- [Short task] Copy the records below word for word, omitting the pictures.

- [Working data]

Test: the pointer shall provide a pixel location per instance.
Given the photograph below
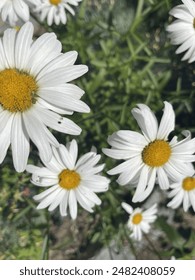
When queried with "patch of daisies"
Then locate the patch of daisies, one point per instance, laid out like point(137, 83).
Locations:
point(35, 94)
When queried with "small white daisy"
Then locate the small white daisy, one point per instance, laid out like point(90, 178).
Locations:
point(182, 30)
point(151, 155)
point(70, 180)
point(139, 220)
point(13, 10)
point(183, 191)
point(34, 91)
point(55, 10)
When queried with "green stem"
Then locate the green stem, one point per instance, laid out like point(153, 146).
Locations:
point(152, 246)
point(45, 248)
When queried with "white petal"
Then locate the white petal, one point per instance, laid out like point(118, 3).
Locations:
point(22, 9)
point(190, 5)
point(84, 201)
point(176, 201)
point(72, 204)
point(62, 75)
point(57, 122)
point(146, 121)
point(23, 43)
point(36, 131)
point(182, 13)
point(151, 182)
point(64, 203)
point(73, 150)
point(57, 200)
point(62, 60)
point(65, 101)
point(9, 46)
point(162, 179)
point(19, 143)
point(43, 50)
point(127, 208)
point(192, 199)
point(48, 199)
point(40, 171)
point(45, 193)
point(66, 157)
point(143, 181)
point(90, 195)
point(167, 123)
point(120, 154)
point(127, 166)
point(5, 137)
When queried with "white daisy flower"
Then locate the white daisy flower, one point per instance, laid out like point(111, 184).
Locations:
point(182, 30)
point(38, 29)
point(150, 156)
point(139, 220)
point(13, 10)
point(34, 90)
point(55, 10)
point(183, 191)
point(71, 180)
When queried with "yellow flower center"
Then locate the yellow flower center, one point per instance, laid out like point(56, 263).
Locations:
point(55, 2)
point(69, 179)
point(188, 184)
point(17, 90)
point(137, 218)
point(157, 153)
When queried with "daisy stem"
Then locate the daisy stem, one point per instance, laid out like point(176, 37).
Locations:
point(131, 244)
point(45, 248)
point(152, 246)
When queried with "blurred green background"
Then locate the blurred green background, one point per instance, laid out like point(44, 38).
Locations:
point(130, 60)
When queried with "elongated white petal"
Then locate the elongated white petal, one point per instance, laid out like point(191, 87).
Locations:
point(37, 134)
point(167, 123)
point(23, 43)
point(127, 207)
point(19, 143)
point(72, 204)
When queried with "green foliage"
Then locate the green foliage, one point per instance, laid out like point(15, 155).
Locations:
point(130, 60)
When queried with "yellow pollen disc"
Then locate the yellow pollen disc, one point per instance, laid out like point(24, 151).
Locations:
point(16, 90)
point(55, 2)
point(137, 218)
point(157, 153)
point(69, 179)
point(188, 184)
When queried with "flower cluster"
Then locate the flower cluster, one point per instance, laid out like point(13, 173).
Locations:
point(14, 11)
point(36, 93)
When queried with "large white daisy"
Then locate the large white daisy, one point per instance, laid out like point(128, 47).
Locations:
point(70, 180)
point(182, 30)
point(139, 220)
point(34, 91)
point(55, 10)
point(13, 10)
point(150, 156)
point(183, 191)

- [Written reply]
Test: the pointer shall provide a pixel location per instance.
Given the photograph below
When queried with "patch of daisies"
Then locate the patch of daisies, one point per instance, laid out like point(137, 83).
Locations:
point(35, 94)
When queried with "small white daisy"
Then locate the small white daisy, one point per instance, laid out like point(90, 178).
Locations:
point(182, 30)
point(151, 155)
point(70, 180)
point(139, 220)
point(13, 10)
point(183, 191)
point(34, 91)
point(55, 10)
When queried with "green stem"
Then locate the green stem, one point per instance, laid out like point(153, 146).
Locations:
point(152, 246)
point(45, 248)
When queried with "white petal"
Then locate the white petal, one point per instance, laid out like point(118, 3).
Locations:
point(22, 9)
point(190, 5)
point(84, 201)
point(176, 201)
point(72, 204)
point(62, 75)
point(57, 122)
point(146, 121)
point(23, 43)
point(36, 131)
point(182, 13)
point(151, 182)
point(64, 203)
point(73, 150)
point(57, 200)
point(62, 60)
point(65, 101)
point(9, 46)
point(162, 179)
point(19, 143)
point(43, 50)
point(127, 208)
point(192, 199)
point(48, 199)
point(40, 171)
point(45, 193)
point(66, 157)
point(143, 181)
point(90, 195)
point(167, 123)
point(120, 154)
point(127, 166)
point(5, 137)
When queried with "white daisy flower"
Then locate the white daisy flower, one point per instance, laid out like point(111, 184).
Locations:
point(182, 30)
point(38, 29)
point(150, 156)
point(139, 220)
point(13, 10)
point(34, 90)
point(55, 10)
point(183, 191)
point(71, 180)
When queried with "yellow flower center"
Then locate the yellow flower center, one point per instance, laid out like point(56, 263).
Locations:
point(55, 2)
point(69, 179)
point(188, 184)
point(17, 90)
point(137, 218)
point(157, 153)
When queried with "daisy stem"
Then locate the daisy stem, one point per instance, laid out like point(176, 37).
Locations:
point(131, 244)
point(45, 248)
point(152, 246)
When queried with "blurred green background"
Then locate the blurred green background, one point per instance, laid out like point(44, 38).
Locations:
point(130, 60)
When queried with "elongated white petal"
Then locate the elongated white petal, one point per instance, laid out like point(191, 87).
Locations:
point(37, 134)
point(167, 123)
point(23, 43)
point(127, 207)
point(19, 143)
point(72, 204)
When queried with "green foliage"
Then locate the green foliage, one point per instance, laid out like point(15, 155).
Locations:
point(130, 60)
When queried with "yellow pollen disc"
Then locate the yellow pollen disc, one point per instance, laid out like point(24, 151).
Locations:
point(16, 90)
point(55, 2)
point(137, 218)
point(157, 153)
point(69, 179)
point(188, 184)
When queried with "flower cluster"
Then locate the flower cluster, one point per instance, laid out like point(13, 173).
Locations:
point(14, 11)
point(36, 93)
When queried with "large white daisy"
Then locate the large white daisy, one point per instance, laid out like point(128, 47).
Locations:
point(70, 180)
point(182, 30)
point(139, 220)
point(34, 91)
point(55, 10)
point(13, 10)
point(150, 156)
point(183, 191)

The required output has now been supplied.